◆ What the task asks: Word for word, set down every line of the entries below from the line with "Mark one point on every instance of the white window" to the line with "Mark one point on every instance of the wall-mounted", including both, and no other line.

◆ Given data:
======

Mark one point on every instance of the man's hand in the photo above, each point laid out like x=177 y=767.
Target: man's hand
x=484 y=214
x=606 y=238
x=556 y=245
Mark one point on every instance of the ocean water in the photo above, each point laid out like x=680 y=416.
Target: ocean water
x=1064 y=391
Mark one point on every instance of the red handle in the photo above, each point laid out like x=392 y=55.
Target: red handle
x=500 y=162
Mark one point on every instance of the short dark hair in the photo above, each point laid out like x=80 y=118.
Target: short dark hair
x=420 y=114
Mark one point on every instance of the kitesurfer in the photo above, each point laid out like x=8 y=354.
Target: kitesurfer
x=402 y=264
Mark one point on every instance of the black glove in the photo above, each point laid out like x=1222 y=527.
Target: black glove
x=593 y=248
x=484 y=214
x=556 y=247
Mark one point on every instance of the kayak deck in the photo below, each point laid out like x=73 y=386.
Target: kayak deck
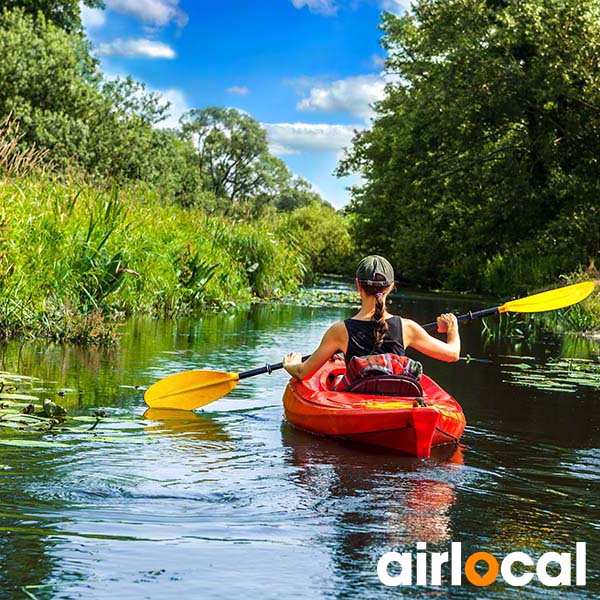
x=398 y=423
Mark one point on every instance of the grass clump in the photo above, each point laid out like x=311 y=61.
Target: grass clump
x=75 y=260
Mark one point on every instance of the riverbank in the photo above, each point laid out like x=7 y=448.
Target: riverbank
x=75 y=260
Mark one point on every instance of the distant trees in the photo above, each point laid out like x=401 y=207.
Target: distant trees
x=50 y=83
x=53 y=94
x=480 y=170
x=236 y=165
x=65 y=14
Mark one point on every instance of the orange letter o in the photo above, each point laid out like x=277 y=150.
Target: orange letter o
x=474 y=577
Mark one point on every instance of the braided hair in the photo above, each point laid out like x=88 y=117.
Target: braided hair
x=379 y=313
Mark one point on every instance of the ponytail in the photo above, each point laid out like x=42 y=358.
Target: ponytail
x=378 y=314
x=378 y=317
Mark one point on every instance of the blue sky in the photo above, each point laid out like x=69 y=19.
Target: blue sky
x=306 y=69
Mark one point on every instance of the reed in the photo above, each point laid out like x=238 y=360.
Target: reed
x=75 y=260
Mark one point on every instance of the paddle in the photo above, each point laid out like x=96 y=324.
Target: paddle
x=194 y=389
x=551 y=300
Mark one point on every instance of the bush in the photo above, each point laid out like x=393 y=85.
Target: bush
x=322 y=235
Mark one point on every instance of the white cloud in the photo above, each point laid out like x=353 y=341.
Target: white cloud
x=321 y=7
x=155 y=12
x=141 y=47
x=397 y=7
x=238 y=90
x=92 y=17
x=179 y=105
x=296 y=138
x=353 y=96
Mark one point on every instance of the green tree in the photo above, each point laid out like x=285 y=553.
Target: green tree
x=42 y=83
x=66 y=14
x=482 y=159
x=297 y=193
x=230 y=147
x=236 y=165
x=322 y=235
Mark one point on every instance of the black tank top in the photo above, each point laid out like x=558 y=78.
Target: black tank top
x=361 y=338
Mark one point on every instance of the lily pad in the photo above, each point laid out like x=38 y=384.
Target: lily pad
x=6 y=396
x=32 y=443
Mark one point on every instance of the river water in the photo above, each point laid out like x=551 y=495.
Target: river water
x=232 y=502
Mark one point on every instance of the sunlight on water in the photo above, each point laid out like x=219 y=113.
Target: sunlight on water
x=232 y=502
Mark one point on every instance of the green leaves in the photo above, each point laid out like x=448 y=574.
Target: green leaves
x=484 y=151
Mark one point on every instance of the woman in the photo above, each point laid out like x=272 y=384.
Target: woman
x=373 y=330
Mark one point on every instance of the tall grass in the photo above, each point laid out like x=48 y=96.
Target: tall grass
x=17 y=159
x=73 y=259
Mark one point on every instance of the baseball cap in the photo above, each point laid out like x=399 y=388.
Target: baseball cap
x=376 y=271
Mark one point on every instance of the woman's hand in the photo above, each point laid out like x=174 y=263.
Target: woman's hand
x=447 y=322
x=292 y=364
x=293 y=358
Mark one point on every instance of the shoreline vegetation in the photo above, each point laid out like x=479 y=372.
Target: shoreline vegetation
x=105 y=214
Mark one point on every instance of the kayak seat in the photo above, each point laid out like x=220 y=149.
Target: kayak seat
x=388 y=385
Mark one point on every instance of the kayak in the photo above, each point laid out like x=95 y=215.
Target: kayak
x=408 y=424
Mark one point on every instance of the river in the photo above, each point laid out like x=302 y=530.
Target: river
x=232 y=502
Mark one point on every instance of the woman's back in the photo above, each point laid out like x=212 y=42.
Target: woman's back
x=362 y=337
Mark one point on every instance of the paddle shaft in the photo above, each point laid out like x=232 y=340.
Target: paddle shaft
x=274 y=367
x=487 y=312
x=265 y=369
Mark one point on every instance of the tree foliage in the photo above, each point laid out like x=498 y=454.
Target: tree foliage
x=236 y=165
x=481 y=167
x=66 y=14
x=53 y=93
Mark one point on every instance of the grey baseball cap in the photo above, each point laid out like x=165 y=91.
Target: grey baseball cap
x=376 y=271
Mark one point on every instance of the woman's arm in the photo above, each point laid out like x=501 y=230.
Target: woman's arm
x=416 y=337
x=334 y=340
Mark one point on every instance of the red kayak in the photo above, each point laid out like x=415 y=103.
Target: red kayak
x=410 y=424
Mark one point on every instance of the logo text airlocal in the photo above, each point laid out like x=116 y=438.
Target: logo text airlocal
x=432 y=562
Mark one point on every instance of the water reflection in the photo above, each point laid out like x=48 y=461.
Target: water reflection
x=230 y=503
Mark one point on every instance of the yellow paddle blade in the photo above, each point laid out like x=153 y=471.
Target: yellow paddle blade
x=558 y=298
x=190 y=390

======

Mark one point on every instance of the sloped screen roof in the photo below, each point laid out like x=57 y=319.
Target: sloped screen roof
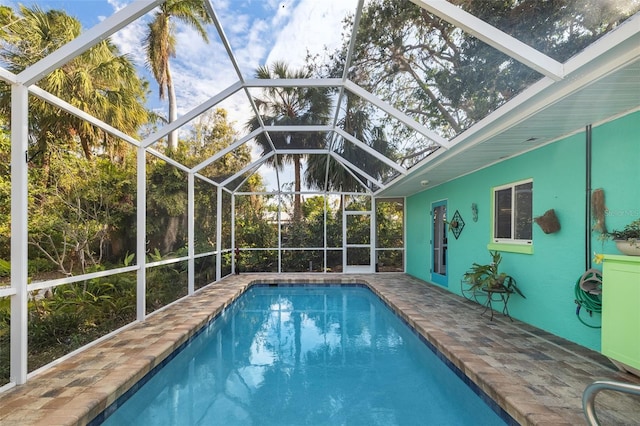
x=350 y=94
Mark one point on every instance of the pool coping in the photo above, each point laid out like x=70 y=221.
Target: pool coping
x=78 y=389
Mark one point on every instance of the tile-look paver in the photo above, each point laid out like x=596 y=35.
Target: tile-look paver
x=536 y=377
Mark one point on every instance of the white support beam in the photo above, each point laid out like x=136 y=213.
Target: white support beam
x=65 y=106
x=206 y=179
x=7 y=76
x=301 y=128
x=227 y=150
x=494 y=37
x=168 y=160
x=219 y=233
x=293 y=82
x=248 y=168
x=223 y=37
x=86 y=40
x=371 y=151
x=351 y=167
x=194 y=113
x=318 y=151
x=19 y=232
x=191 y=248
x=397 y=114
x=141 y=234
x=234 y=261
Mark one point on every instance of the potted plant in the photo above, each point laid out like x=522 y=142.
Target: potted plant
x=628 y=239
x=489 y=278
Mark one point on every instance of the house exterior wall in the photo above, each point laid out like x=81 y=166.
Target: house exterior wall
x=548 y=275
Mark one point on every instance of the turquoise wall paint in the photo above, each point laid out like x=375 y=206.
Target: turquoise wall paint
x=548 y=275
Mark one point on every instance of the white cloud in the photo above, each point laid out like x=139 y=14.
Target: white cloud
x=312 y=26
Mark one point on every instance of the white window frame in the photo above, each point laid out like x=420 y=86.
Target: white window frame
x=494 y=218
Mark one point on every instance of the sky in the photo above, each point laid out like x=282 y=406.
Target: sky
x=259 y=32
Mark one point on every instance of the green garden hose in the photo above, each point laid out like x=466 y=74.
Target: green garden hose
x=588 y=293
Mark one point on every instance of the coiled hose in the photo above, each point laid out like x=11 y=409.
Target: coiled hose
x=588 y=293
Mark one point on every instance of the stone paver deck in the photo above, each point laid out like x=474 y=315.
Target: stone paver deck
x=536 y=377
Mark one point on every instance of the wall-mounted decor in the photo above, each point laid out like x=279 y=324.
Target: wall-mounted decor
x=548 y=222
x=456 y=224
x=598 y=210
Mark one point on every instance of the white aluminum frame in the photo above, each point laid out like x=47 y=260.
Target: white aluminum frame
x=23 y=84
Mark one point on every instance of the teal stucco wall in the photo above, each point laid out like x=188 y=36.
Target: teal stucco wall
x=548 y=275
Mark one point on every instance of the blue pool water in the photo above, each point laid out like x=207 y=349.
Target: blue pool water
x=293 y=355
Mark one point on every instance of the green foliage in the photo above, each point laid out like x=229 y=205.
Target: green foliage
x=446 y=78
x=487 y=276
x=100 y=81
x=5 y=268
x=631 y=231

======

◆ Output for this exercise:
Mark one point on every instance of the white window frame in the photo above, each point laid out like x=420 y=86.
Target: white window frame
x=494 y=218
Mark one point on every instance of the sky in the photo above, each point laid out like x=282 y=406.
Target: sky
x=259 y=32
Mark one point on every instance of the green garden hose in the photo above, each point laid out like x=466 y=74.
Target: green garden hose
x=588 y=293
Mark one point on every instance of the coiled hose in the photo above, each point laid out like x=11 y=409.
Target: coiled hose
x=588 y=293
Mark one point on every instance of the stone paver deck in the photo above, each point laid out like x=474 y=315.
Target: stone paver deck
x=536 y=377
Mark one point on every instance of the wall-mounted decor in the photo above, each point laid out like x=279 y=324.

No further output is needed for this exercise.